## What needs to be done
Repeat the passage on data compression verbatim, from "As a raw csv, this" up to and including "much more work.".

## Selected passage
start
We can do much better and actually it’s pretty easy (!). All we need to do is understand compression algorithms a bit.

Generally speaking, compression algorithms look for repeating patterns. When we pulled the data out of PostgreSQL, we just had random numbers.

We can help the compression algorithm do its job by giving it better input. One way is through sorting:

SELECT domain_id, topic_id, count FROM table_a WHERE date = '2016-01-01' ORDER BY domain_id ASC, topic_id ASC, count ASC;

As a raw csv, this sorted date-specific table is still the same exact 7556804 bytes.

Look what happens when we try to compress it:

Using standard zip compression, we can drop that down to 1867502 bytes. That’s pretty good – we’re at 25.7% the size of the raw file AND it’s 60% the size of the non-sorted zip. That is a huge difference! If we use xz compression, we drop down to 1280996 bytes. That’s even better at 17%.

17% compression is honestly great, and remember — this is compressing the data that is already 40% smaller because we shifted the date column out. If we consider what the filesize with the date column would be, we’re actually at 10% compression. Wonderful.

I’m pretty happy with these numbers, but we can still do better — and without much more work.

As I said above, compression software looks for patterns. Although the sorting helped, we’re still a bit hindered because our data is in a “row” storage format. Consider this example:

1000,1000,1
1000,1000,2
1000,1000,3
1001,1000,1
1001,1000,2
1001,1000,3

There are lots of repeating patterns there, but not as many as if we represented the same information in a “column” storage format:

1000,1000,1000,1001,1001,1001
1000,1000,1000,1000,1000,1000
1,2,3,1,2,3

This is the same data, but as you can see it’s much more “machine” friendly – there are larger repeating patterns.

This transformation from row to column is an example of “transposing an array of data`; performing it (and reversing it) is incredibly easy with Python’s standard functions.

Let’s see what happens when I use transpose_to_csv below on the data from my csv file

def transpose_to_csv(listed_data):
    """given an array of `listed_data` will turn a row-store into a col-store (or vice versa)
    reverse with `transpose_from_csv`"""
    zipped = zip(*listed_data)
end
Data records
start
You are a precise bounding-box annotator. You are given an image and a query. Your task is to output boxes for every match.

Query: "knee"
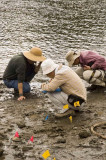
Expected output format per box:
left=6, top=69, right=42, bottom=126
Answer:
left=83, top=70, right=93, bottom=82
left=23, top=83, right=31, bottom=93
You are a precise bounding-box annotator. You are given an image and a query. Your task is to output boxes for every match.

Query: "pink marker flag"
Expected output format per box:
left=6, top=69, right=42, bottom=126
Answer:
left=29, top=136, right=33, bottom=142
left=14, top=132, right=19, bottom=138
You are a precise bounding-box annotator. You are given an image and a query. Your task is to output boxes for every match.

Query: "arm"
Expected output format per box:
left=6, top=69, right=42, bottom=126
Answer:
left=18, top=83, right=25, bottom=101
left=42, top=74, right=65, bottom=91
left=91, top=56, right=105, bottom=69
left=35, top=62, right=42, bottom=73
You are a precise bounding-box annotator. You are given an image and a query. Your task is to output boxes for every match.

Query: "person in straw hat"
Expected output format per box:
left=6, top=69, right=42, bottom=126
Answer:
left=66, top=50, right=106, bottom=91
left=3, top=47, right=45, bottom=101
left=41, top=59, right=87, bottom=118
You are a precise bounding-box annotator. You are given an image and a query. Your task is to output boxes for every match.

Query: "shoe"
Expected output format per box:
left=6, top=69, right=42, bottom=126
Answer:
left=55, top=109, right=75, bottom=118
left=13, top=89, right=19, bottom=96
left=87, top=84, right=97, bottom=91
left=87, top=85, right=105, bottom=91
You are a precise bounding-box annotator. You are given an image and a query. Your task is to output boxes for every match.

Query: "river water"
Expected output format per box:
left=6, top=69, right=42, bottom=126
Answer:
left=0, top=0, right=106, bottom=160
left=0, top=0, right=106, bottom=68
end
## Output below
As a raw csv, this sorted date-specific table is still the same exact 7556804 bytes.

Look what happens when we try to compress it:

Using standard zip compression, we can drop that down to 1867502 bytes. That’s pretty good – we’re at 25.7% the size of the raw file AND it’s 60% the size of the non-sorted zip. That is a huge difference! If we use xz compression, we drop down to 1280996 bytes. That’s even better at 17%.

17% compression is honestly great, and remember — this is compressing the data that is already 40% smaller because we shifted the date column out. If we consider what the filesize with the date column would be, we’re actually at 10% compression. Wonderful.

I’m pretty happy with these numbers, but we can still do better — and without much more work.